• PAGE EXTRACT:
• • • • •

Personal information
- Born: September 5, 1992 (age 33) Louisville, Kentucky, U.S.
- Listed height: 6 ft 2 in (1.88 m)
- Listed weight: 310 lb (141 kg)

Career information
- High school: Pleasure Ridge Park (Louisville)
- College: Louisville
- NFL draft: 2014: undrafted

Career history
- Chicago Bears (2014–2015); Houston Texans (2015–2020);

Career NFL statistics
- Total tackles: 114
- Sacks: 1
- Forced fumbles: 1
- Fumble recoveries: 2
- Pass deflections: 1
- Stats at Pro Football Reference

= Brandon Dunn =

American football player (born 1992)

Brandon Dunn (born September 5, 1992) is an American former professional football player who was a nose tackle in the National Football League (NFL) for the Chicago Bears and Houston Texans. He played college football for the Louisville Cardinals.

==Early life==
Dunn played high school football at Pleasure Ridge Park High School in Louisville, Kentucky, where he was a three-year starter and team captain. He was the team's Most Valuable Player and best offensive lineman in 2009. Dunn was also the team's top defensive lineman in 2008. He recorded 65 tackles and 16 sacks as a senior, including 30 solo tackles. He also recorded 50 tackles and 16 sacks his junior year.

• • • • •

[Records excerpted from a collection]

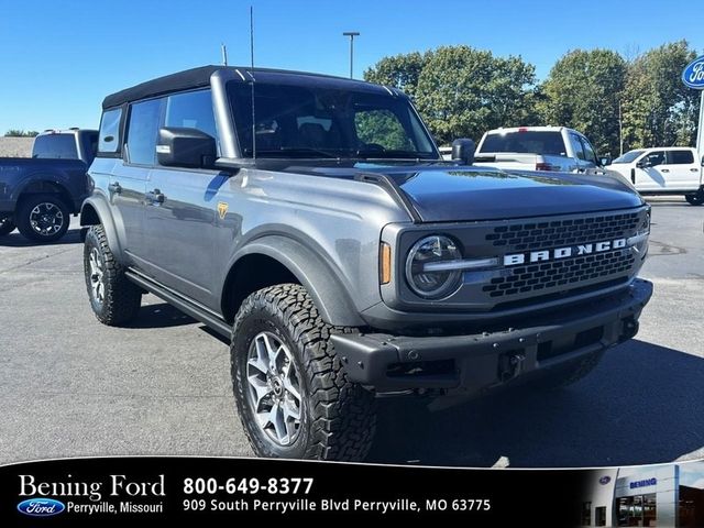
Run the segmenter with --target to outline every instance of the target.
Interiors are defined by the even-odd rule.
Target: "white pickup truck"
[[[474,155],[475,165],[507,170],[586,173],[602,168],[596,151],[566,127],[519,127],[490,130]]]
[[[662,146],[629,151],[609,165],[641,195],[684,195],[693,206],[704,204],[703,160],[696,148]]]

• • • • •

• WORK ORDER 1: Condense the paragraph of the Brandon Dunn profile that begins "Dunn played high school football" into a short bulleted list that keeps its main facts.
• WORK ORDER 2: Retype the Brandon Dunn profile from "Career NFL statistics" to "player (born 1992)", changing nothing.
These records have no connection to the Brandon Dunn profile.

• WRITTEN ANSWER 1:
- Played high school football at Pleasure Ridge Park High School in Louisville, Kentucky, as a three-year starter and team captain
- Named the team's Most Valuable Player and best offensive lineman in 2009
- Named the team's top defensive lineman in 2008
- Senior year: 65 tackles (30 solo) and 16 sacks
- Junior year: 50 tackles and 16 sacks

• WRITTEN ANSWER 2:
Career NFL statistics
- Total tackles: 114
- Sacks: 1
- Forced fumbles: 1
- Fumble recoveries: 2
- Pass deflections: 1
- Stats at Pro Football Reference

= Brandon Dunn =

American football player (born 1992)